(DOCUMENT EXCERPT)
========================================

The funeral occurred three days later. I didn’t feel anything. It seemed too much like a movie to me. Not real. All of these people who I had never seen before had come out of the woodwork to attend. Complete strangers were crying over my father. It was surreal. My auntie came over to me and said that it was ok to cry, to let it all out. I stared back, numb and emotionless.

That night when we got home my mother made us all chicken soup. We watched the television for a little while and then we all went to sleep.

And for some reason, that night, it hit me… hard. I thought about the fishing trips that Dad and I used to go on. The way his hands smelled of oil when he got home from work. The silly way he used to run. His amazing lasagne. His very liberal use of the word ‘bullshit’ when he was watching the evening news. His strength. His smile. His forgiveness.

I was never going to see him again. It was the longest and most painful night of my life.

I gripped Samantha’s hand tighter once we entered the taxi and looked at her. She looked back at me with unadulterated love and compassion. I couldn’t reciprocate that look Samantha. I wish I could. I really do but my mind goes back to that long and lonely night in my room that funeral night. Love is a wonderful thing but I can’t loose someone that I love again. I can’t. I just can’t.

Monday, May 5, 2008

Jet

The flight was only going to take forty minutes. We got there an hour before take off, checked in and waited patiently for boarding to commence. I was sitting next to a family of three children and hoped with all my might that they weren’t going to be sitting next to us. The children’s relentlessly grating laughter might have just driven me off the edge.

The newspaper had a story about the abnormally freakish weather we have had been having of late. As always, global warming was the devastator according to the journalist, yet another aspect of humanity that we should all be proud of.

I looked at Samantha sitting next to me. The only spec of colour she was flaunting were her much favoured gold rimmed sun glasses. She had a long dark dress on covered by a long black overcoat. Her shoes happened to be the new ones she bought a couple of weekends ago but I’m sure that she didn’t suppose, at the time of purchasing, that this was going to be the first type of outing that she was going to be wearing them. She bought the shoes because they were on special and knew that she didn’t have any shoes to go with that black dress of hers she was wearing now. She looked effortlessly elegant for such a solemn occasion. I was glad she was with me.

========================================

(DATA BLOCK)
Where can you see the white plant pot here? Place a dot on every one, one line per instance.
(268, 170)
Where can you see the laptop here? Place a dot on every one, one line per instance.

========================================

(TASK LIST)
1 - Please transcribe the part of the funeral narrative that opens with the words containing "Monday, May 5, 2008" and closes with "be proud of.".
2 - Pick up the funeral narrative from its last sentence and keep it going.

(YOUR RESPONSES)
1 -
Monday, May 5, 2008

Jet

The flight was only going to take forty minutes. We got there an hour before take off, checked in and waited patiently for boarding to commence. I was sitting next to a family of three children and hoped with all my might that they weren’t going to be sitting next to us. The children’s relentlessly grating laughter might have just driven me off the edge.

The newspaper had a story about the abnormally freakish weather we have had been having of late. As always, global warming was the devastator according to the journalist, yet another aspect of humanity that we should all be proud of.

2 -
I was wearing my one and only cheap suit I own. I bought it when I was travelling in South America from a tailer who made it for me for the price of a walnut. For a cheap suit it oozed style and class, something that I generally don’t have the time for. I’m normally a person who dresses very simply. Ioju doesn’t go out of his way for he feels like he doesn’t need to. I look at pity at all the suits that walk around town these days. I’m sure they look at me when I walk past in my tired cross trainers, jeans and t-shirt with the elitist mindset of the queen bee in a hive of millions. They will understand how wrong they were someday but it might take a good while. Feeling important by wearing a suit is something that you could get quite used to I’m sure. Ioju on the other hand knows that the suit should only be worn at weddings and funerals. This was the third time in my life that I was wearing one.

The children next to me screamed in delight when they heard the announcement that boarding was about to begin and ran towards the terminal entrance with the vigour and excitement that only children know and understand. Samantha and I walked towards the terminal, hand in hand. She smiled at me with the reassurance that everything was going to be OK and I was happy that she could convey that message with just a smile.

We boarded our tiny aircraft, threw our overnight bags in the storage compartments and made ourselves somewhat comfortable in the somewhat uncomfortable seats. The children were in danger of being treacherously ear-splitting but the parents deserved a medal for being able to contain the children before take off.

We took off and half an hour later we landed at our destination.